---- SOURCE DOCUMENT
2. Raman Enhancement of 2D Materials

This section will briefly introduce the Raman enhancement mechanism of 2D materials, including graphene, h-BN, and molybdenum disulfide (MoS2). Unlike EM enhancement mechanism of most metallic SERS substrates, Raman enhancement of 2D materials is due to chemical enhancement mechanism [26,33,37,38]. Chemical enhancement factor on metallic surface is usually low (~10–100) [39] compared with EM enhancement factor (~106–1011) [5,40,41]. From a broad perspective, chemical enhancement can be considered as modification of the Raman polarizability tensor of molecule upon its adsorption, which in turn enhances or quenches Raman signals of vibrational modes [42,43]. In normal Raman scattering process, molecules are excited by external light to a high-energy level (an intermediate virtual state), and then molecules relax to ground state and emit Raman scattered photons. If the energy of the intermediate virtual state happens to be the same as one of the real electronic levels in the molecule, this scattering process is called resonance Raman scattering, which will have higher scattering efficiency and enhanced Raman signal. Charge-transfer model is often employed to explain chemical enhancement mechanism when molecules are adsorbed on metallic surface. One scenario of charge-transfer mechanisms is that molecules and metal form a surface complex by chemical bonding, which may cause a substantial change in the intrinsic polarizability of the molecule. This new surface complex creates a new electronic state, which is in resonance with the laser and shows enhanced Raman signal. This charge transfer model is the so-called excited state charge transfer model [44]. 2D materials provide a superior platform to study the chemical enhancement mechanism, because they have no dangling bonds in vertical direction and have atomically flat surface, and thus offer a pure system for the study of chemical enhancement effect.
--------
---- DATA BLOCK
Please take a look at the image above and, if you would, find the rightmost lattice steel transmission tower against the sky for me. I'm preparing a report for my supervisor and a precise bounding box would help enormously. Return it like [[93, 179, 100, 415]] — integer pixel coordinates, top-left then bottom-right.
--------
QUESTIONS TO ANSWER:
1 – Translate this sentence from the passage on Raman enhancement of 2D materials into Spanish: "Charge-transfer model is often employed to explain chemical enhancement mechanism when molecules are adsorbed on metallic surface."
2 – Go on with the passage on Raman enhancement of 2D materials, picking up after its final sentence.

ANSWERS BY ITEM:
1 – El modelo de transferencia de carga se emplea a menudo para explicar el mecanismo de mejora química cuando las moléculas se adsorben sobre una superficie metálica.

2 –
Graphene is the first 2D material used to enhance Raman signals of molecules [33]. Raman enhancement of pristine graphene is ascribed to the ground state charge transfer mechanism [28,37] instead of the aforementioned excited state charge transfer mechanism. In ground state charge transfer process, analyte molecules do not form chemical bond with SERS substrate necessarily, and charge transfer happens when the substrate and the molecules are in the ground state. The charge transfer between molecules and graphene is a physical interaction instead of chemical bonding formation, and thus causes minor change in analytes’ electronic distribution. Ground-state charge transfer can easily happen between graphene and molecules adsorbed on its surface because of graphene’s two unique features: abundant π electrons on its surface and continuous energy band. Figure 1a shows the proposed ground state charge-transfer process between a dye molecule and graphene. In this process, the graphene electrons involvement in the Raman scattered process can enhance the electron−phonon coupling and thus induce the enhancement of the Raman signals [37]. It has been found that graphene Raman enhancement is vibration-mode dependent. The vibrational mode involving the lone pair or π electrons, which has stronger coupling with graphene, has highest Raman enhancement [29,45]. A more in-depth explanation of graphene-based surface enhancement scattering (GERS) has been given in [37].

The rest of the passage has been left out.